Problem to work on: Pick up the forum thread on object-oriented concepts and relational databases after its final sentence and carry it forward.

Text segment:

'''

Re: OO concepts and relational databases
by diotalevi (Canon) on Aug 02, 2004 at 16:08 UTC

    There's a separate idea dealing with object identity. In the database I've stored a fact( name=diotalevi, homepage=http://grenekatz.org ), in your OO world you may have multiple in-memory objects all dealing in the same fact. When you update an object representing a record would that update all the other objects tied to that fact? Or what of transactions? Or what of comparing objects for identity? If I have two objects pointing to the same record would I compare them for perl-object equality or record-equality? I would tend to thing that things such as eval { $oa->{'homepage'} = '...'; ... die }; ... = $ob->{'homepage'} would properly note that updates to $oa only propogate to $ob if $oa's update transaction completed successfully. Or maybe $oa and $ob should be considered part of the same connection so uncommitted updates would be visible to both but not to a hypothetical $oc.

    This is something additional for you to think about anyway.

Re: OO concepts and relational databases
by jZed (Prior) on Aug 02, 2004 at 17:24 UTC
    You wrote:

    Entity Attribute Value

    While there are some cases in which this is a good idea, it can also lead to really confused things like this:

    Entity Attribute Value
    Elephant Color Gray
    Workstation Linux_distro Debian

    What happens to constraints and data types when each new row potentially introduces a new data type? What meaning does the concept "entity" have if there are no limits on the kinds of attributes it can take and the range and type of data the values for those attributes can have? I realize that you know what you're doing and probably only use this kind of a table in appropriate circumstances (and you did specify an example in which there were multiple optional attributes which is not the same as the example I've shown), but this kind of design seems to be a favorite with beginners who don't realize that it can sabatoge any notion of structure in the data.

    You wrote:

    Storing the optional attributes as columns requires a database change for every new attribute.

    The ability to change the structure of the database is an essential feature of relational databases. Sure, you want to avoid it when you can, but to label it a bad thing (tm) throws out the entire relational baby with the bathwater.

'''

Data section:
'''

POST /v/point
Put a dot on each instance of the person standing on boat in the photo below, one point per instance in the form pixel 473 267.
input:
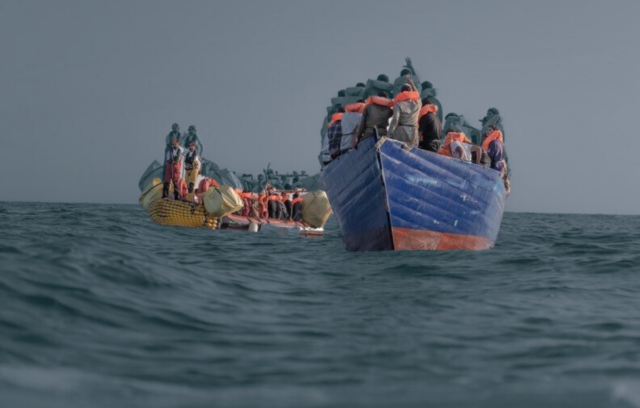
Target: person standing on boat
pixel 192 137
pixel 429 126
pixel 406 109
pixel 192 167
pixel 402 79
pixel 173 170
pixel 334 133
pixel 350 124
pixel 375 116
pixel 173 135
pixel 296 207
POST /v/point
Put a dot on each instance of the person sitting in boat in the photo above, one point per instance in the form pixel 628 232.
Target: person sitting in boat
pixel 173 135
pixel 429 126
pixel 456 144
pixel 192 137
pixel 274 202
pixel 493 144
pixel 173 170
pixel 428 91
pixel 401 80
pixel 375 116
pixel 406 109
pixel 334 134
pixel 192 167
pixel 380 84
pixel 350 123
pixel 296 207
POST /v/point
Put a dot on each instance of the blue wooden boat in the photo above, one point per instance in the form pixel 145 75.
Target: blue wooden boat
pixel 386 197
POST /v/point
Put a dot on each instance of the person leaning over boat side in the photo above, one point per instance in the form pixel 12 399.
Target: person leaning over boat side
pixel 429 126
pixel 192 167
pixel 296 207
pixel 350 124
pixel 494 146
pixel 406 109
pixel 334 133
pixel 172 170
pixel 375 116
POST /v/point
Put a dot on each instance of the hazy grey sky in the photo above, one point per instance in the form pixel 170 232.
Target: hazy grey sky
pixel 89 90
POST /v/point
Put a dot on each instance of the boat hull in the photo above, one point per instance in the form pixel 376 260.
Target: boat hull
pixel 386 197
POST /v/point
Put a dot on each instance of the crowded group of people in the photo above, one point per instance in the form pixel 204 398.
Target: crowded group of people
pixel 182 168
pixel 410 114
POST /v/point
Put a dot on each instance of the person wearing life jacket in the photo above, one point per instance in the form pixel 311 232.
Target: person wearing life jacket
pixel 375 86
pixel 429 126
pixel 493 144
pixel 350 124
pixel 455 144
pixel 274 201
pixel 173 135
pixel 406 110
pixel 428 91
pixel 334 134
pixel 375 116
pixel 192 137
pixel 192 168
pixel 471 132
pixel 173 170
pixel 296 207
pixel 402 79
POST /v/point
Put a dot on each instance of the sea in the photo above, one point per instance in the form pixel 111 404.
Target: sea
pixel 100 307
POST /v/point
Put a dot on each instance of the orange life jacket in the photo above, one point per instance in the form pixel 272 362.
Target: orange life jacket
pixel 430 108
pixel 379 100
pixel 335 117
pixel 407 96
pixel 445 150
pixel 357 107
pixel 495 135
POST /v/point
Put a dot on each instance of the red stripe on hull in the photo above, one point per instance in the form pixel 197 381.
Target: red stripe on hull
pixel 411 239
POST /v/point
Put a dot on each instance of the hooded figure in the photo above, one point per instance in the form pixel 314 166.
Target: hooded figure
pixel 406 110
pixel 428 91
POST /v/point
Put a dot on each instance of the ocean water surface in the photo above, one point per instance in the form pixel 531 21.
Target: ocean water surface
pixel 100 307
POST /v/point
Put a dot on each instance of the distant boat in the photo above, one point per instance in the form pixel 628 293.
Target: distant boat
pixel 385 198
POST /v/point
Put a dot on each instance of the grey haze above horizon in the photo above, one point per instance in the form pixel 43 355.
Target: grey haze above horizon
pixel 89 90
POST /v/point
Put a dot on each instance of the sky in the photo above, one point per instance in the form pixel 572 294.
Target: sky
pixel 89 89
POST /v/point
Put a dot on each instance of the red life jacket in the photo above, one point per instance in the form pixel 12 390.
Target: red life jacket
pixel 335 117
pixel 445 150
pixel 430 108
pixel 357 107
pixel 379 100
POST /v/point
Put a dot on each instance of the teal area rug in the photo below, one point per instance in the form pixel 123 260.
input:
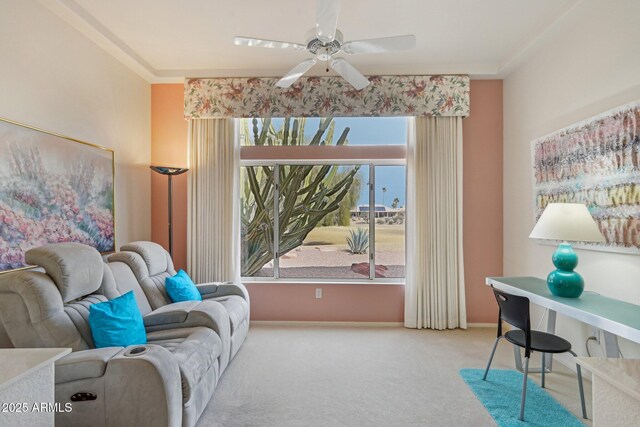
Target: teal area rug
pixel 500 395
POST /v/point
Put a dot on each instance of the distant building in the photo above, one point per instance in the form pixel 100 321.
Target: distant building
pixel 380 211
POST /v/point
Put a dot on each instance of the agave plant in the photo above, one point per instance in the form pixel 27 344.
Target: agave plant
pixel 358 240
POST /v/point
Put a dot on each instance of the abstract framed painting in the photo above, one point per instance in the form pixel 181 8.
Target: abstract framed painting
pixel 595 162
pixel 52 189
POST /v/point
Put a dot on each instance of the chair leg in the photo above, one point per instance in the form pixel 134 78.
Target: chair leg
pixel 524 388
pixel 581 388
pixel 544 367
pixel 486 371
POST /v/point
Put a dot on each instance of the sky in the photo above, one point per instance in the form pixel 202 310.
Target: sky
pixel 372 131
pixel 379 131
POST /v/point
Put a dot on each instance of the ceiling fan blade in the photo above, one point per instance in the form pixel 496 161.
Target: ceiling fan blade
pixel 327 19
pixel 384 44
pixel 295 73
pixel 350 74
pixel 272 44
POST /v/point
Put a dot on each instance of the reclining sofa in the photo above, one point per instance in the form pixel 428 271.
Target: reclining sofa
pixel 166 382
pixel 152 264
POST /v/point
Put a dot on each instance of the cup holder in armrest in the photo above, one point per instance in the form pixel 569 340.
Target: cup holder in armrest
pixel 136 351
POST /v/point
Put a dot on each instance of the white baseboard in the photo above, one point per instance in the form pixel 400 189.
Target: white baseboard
pixel 316 323
pixel 350 324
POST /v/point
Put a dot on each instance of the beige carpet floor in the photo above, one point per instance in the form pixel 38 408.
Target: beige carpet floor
pixel 364 376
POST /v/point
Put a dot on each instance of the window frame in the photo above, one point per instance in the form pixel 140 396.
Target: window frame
pixel 370 155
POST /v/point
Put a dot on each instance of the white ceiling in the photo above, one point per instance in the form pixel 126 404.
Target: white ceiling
pixel 167 40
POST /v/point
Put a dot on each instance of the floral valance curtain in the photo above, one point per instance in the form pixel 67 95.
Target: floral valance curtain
pixel 327 96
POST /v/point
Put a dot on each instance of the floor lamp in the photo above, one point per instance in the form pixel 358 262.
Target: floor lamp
pixel 170 172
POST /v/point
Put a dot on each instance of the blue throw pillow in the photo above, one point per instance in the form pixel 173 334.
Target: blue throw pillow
pixel 117 323
pixel 181 288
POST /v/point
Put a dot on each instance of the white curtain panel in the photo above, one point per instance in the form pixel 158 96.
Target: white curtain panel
pixel 213 222
pixel 434 293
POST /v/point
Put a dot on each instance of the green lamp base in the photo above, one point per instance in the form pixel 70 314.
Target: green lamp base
pixel 564 282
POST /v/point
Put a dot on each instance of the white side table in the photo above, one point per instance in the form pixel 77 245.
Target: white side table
pixel 616 390
pixel 27 381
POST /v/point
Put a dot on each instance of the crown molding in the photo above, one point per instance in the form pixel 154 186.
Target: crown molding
pixel 89 26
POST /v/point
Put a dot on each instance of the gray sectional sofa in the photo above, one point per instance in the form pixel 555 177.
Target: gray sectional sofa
pixel 167 382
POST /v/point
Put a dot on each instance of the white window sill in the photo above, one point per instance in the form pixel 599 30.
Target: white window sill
pixel 267 280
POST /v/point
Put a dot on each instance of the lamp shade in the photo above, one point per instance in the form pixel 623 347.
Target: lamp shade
pixel 569 222
pixel 168 170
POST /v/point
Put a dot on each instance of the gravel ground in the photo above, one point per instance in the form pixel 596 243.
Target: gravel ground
pixel 327 272
pixel 331 261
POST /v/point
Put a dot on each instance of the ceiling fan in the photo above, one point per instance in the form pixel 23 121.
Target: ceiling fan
pixel 324 41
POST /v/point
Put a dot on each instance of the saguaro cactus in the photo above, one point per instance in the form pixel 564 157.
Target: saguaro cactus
pixel 307 192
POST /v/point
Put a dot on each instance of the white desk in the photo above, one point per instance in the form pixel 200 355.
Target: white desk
pixel 27 379
pixel 616 391
pixel 614 317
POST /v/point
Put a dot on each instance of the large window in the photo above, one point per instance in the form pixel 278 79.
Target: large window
pixel 311 212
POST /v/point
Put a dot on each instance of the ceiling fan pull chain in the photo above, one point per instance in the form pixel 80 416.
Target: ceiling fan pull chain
pixel 327 61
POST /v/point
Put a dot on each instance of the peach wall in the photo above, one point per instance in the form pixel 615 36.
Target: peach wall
pixel 482 197
pixel 363 302
pixel 339 303
pixel 169 148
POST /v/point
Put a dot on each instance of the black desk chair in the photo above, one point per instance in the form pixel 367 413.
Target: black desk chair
pixel 515 311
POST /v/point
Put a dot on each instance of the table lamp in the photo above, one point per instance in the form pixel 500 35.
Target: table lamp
pixel 568 222
pixel 170 172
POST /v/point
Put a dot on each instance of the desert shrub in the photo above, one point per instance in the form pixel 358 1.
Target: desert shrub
pixel 358 240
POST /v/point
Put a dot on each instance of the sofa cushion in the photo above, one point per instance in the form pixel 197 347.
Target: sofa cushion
pixel 155 256
pixel 237 308
pixel 195 349
pixel 181 288
pixel 76 269
pixel 117 323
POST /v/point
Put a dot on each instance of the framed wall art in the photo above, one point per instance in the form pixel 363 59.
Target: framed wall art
pixel 595 162
pixel 52 189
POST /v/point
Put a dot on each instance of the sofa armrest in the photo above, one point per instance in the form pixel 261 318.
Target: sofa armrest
pixel 140 387
pixel 192 314
pixel 222 289
pixel 84 364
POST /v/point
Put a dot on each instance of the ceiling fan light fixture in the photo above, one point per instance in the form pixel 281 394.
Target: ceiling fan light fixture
pixel 325 40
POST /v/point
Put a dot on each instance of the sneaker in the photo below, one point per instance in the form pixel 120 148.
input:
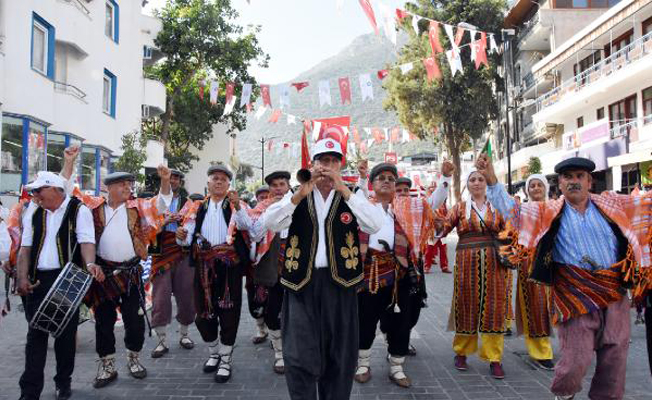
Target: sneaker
pixel 106 372
pixel 497 370
pixel 136 369
pixel 460 363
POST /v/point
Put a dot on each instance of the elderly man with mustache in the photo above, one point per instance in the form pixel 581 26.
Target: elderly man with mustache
pixel 589 248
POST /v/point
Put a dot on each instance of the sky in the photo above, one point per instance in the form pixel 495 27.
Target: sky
pixel 297 34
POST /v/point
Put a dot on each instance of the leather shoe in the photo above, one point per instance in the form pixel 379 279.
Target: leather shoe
pixel 63 393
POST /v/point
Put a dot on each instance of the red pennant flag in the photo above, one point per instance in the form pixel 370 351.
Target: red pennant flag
pixel 300 85
pixel 345 90
pixel 366 6
pixel 432 68
pixel 433 35
pixel 275 116
pixel 264 90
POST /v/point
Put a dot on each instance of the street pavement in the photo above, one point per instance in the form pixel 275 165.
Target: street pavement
pixel 178 375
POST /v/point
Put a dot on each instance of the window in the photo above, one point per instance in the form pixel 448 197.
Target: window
pixel 108 93
pixel 112 20
pixel 42 57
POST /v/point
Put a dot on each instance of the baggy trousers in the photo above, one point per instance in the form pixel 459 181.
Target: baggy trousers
pixel 320 339
pixel 36 348
pixel 604 333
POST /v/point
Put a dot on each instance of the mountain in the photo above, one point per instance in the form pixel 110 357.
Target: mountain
pixel 366 54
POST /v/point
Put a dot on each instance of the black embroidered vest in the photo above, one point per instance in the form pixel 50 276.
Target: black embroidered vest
pixel 342 245
pixel 66 236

'''

Result of the exercise:
      The ability to change the structure of the database is an essential feature of relational databases.

      Very much so. And that is one (of several) good reasons why SQL should not be embedded in application programs. Leastwise, not object oriented ones. And application programmers should not be designing DB schemas.

      Applications (should) deal with application objects. Objects represent state, and flows of state, not data nor relationships.

      That doesn't mean that RDBMSs can't be used to underpin application programs. It just means that there should be an interface layer between the application program and the SQL.

      The make-up of the schema (tables and columns) is driven by the relationships inherent in the data. Different applications have different requirements of each relation. Read the bank balance; credit it; debit it; erase the entire relationship.

      The most prevelent and effective mechanisms for these are writable views and stored procedures. Just as the Class decouples the user code from the internal representation, so views and/or stored procedures decouple the Class from the datastore schema.

      That allows the DBA to amend the schema to incorporate new requirements for new applications, and tune it for a broad range of existing applications. Each application can have different logical and performance requirements, as well as different privilege levels to any given table or column.

      The impedance between most development languages, procedural and object oriented, is at so many level--security, data integrity, concurrency and latency--that using them to directly manipulate relations is like using oven mitts to do watchmaking.

      The only programming language I am aware of that really has the syntax and semantics for dealing with relational data natively is APL. It's set operators are very well matched to relational theory.

      SQL is not (in my book) a good interface between them. It is a handy language for relatively simple queries that interogate the relationships and make set adjustments to them, but as an abstraction layer, it sucks.

      Think of the times that you knew what you wanted to do, knew that the schema was capable of doing it, but get hung up on trying to frame the requirement into a form that SQL would accept. The frequency with which you will see large volumes of data pulled from a DB only to be subsetted with the application code highlights one level of impedance.


      Examine what is said, not who speaks.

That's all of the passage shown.